* SUPPLIED PASSAGE:
——
Friday, Feb 21, 2014
Two teams of entrepreneurship students learned they won at the annual conference in Las Vegas
by Aimee LaBrie
Last semester, two teams of entrepreneurship students learned that they were national finalists in the Small Business Institute Consulting Project of the Year competition. This past weekend at the annual conference in Las Vegas, both teams won first place; making it the first time ever that a Rider MBA team won, the second time a Rider undergraduate team has ever finished first and the only time that both teams were the top winners in their categories in a single year. Those students placed first among more than 200 competitors from around the country.
The competing undergraduate students were Kristin Lopez, Kai Wright and Caroline Romanelli (all entrepreneurship majors who graduated last year) and the competing graduate students were MBA graduates Matt Nowlin, Brian Janovsky and Jeremy Hopewell, as well as current MBA student Kimberly Cook. The two teams produced reports as part of consulting classes taught by Dr. Ron Cook.
Cook, Rider’s SBI director and the students’ instructor, explains the magnitude of this accomplishment. “To have one champion is amazing but to have dual national champs in a single year is almost unbelievable, and the students were simply outstanding,” he says.
This accomplishment speaks to the ongoing success that the College of Business Administration’s Center for Entrepreneurial Studies and Small Business Institute has had in preparing students for these events. Since 1998, with the support of the Rider SBI’s corporate sponsor, Grand Bank in Hamilton, N.J., the SBI has garnered 24 top 10 or better national finishes in this competition, including national titles.
Finalists were chosen based on reports they created that were focused on a real world consulting project with a local business or organization. In this case, the client for the undergraduate report was the Breast Cancer Resource Center, which is part of the Princeton YWCA, and the client for the graduate students was Spruce Industries, located in Rahway, N.J. In preparing their reports, students were required to meet with the clients, understand their needs, create a consulting contract, conduct the analysis and prepare findings.
The final competition was judged by a rigorous 100 point scale that examined several different aspects of the report: thoroughness and depth of analysis, value of the information to the client, logic of the analysis, clarity and justification for the recommendations, clear implementation of the procedures, effectiveness of the executive summary, professionalism of the writing, and overall conciseness and clarity of the final product.
Cook emphasizes the degree of difficulty in placing, let alone winning this competition. “The reports are judged by three independent individuals, and students are competing against numerous other universities whose students are among the best of the best.”
The process of putting together the reports provides students with the kind of active learning they cannot get from just listening to a classroom lecture on consulting, or practicing on a hypothetical case. “Students have to come into this project with a mindset of inquiry, saying, ‘I need to understand what’s going with this company and keep myself open to all options.’ In creating these reports, they are learning to how to advocate for the client—how to find the best solution,” Cook explains. “Developing this kind of critical thinking is a vital skill, one that can transfer to the workforce, to an entrepreneurial situation, or to almost any kind of learning environment.”
——
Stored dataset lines
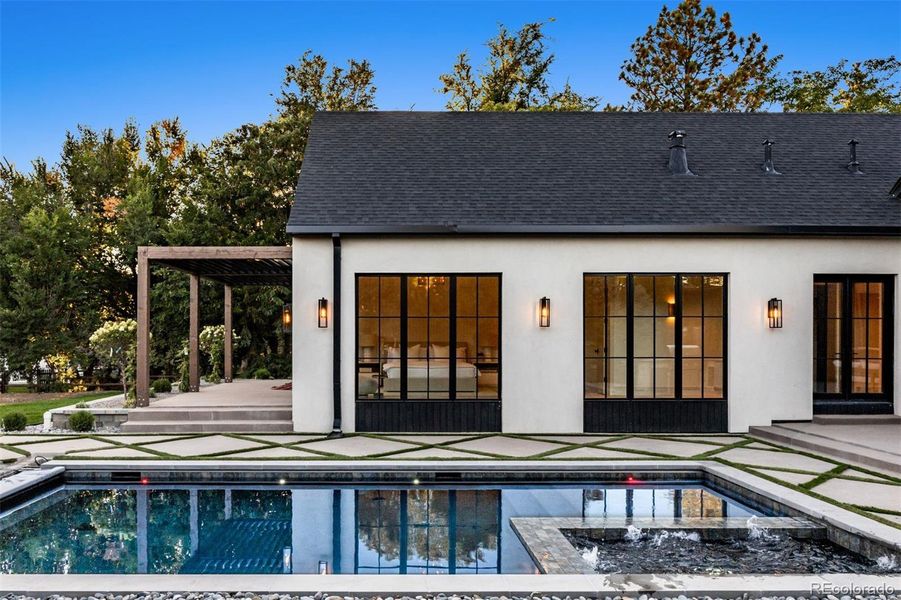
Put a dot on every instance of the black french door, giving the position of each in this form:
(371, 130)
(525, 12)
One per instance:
(853, 328)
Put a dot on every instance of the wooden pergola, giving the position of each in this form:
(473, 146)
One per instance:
(228, 265)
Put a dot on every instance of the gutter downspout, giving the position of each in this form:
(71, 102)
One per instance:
(336, 334)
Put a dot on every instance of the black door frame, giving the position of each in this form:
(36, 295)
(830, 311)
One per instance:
(847, 402)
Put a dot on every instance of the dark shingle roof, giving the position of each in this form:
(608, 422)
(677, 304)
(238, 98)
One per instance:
(407, 172)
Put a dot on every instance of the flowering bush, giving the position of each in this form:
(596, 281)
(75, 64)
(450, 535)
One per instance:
(212, 343)
(115, 344)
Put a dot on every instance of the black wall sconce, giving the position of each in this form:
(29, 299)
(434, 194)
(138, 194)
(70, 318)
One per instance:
(323, 313)
(286, 318)
(774, 313)
(544, 312)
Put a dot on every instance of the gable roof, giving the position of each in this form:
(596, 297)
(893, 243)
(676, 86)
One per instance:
(440, 172)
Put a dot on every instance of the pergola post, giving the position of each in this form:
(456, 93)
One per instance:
(142, 385)
(194, 336)
(227, 347)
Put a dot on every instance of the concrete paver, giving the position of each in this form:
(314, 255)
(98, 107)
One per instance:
(682, 449)
(428, 439)
(201, 446)
(508, 446)
(877, 495)
(426, 453)
(277, 452)
(120, 452)
(787, 476)
(61, 446)
(357, 446)
(589, 452)
(770, 458)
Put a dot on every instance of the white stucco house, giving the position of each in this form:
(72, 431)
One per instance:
(594, 272)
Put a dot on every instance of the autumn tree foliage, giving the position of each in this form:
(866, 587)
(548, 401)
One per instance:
——
Reproduce word for word the part of the article on the Rider students' national wins that runs from "The competing undergraduate" to "Dr. Ron Cook.".

* ANSWER SECTION:
The competing undergraduate students were Kristin Lopez, Kai Wright and Caroline Romanelli (all entrepreneurship majors who graduated last year) and the competing graduate students were MBA graduates Matt Nowlin, Brian Janovsky and Jeremy Hopewell, as well as current MBA student Kimberly Cook. The two teams produced reports as part of consulting classes taught by Dr. Ron Cook.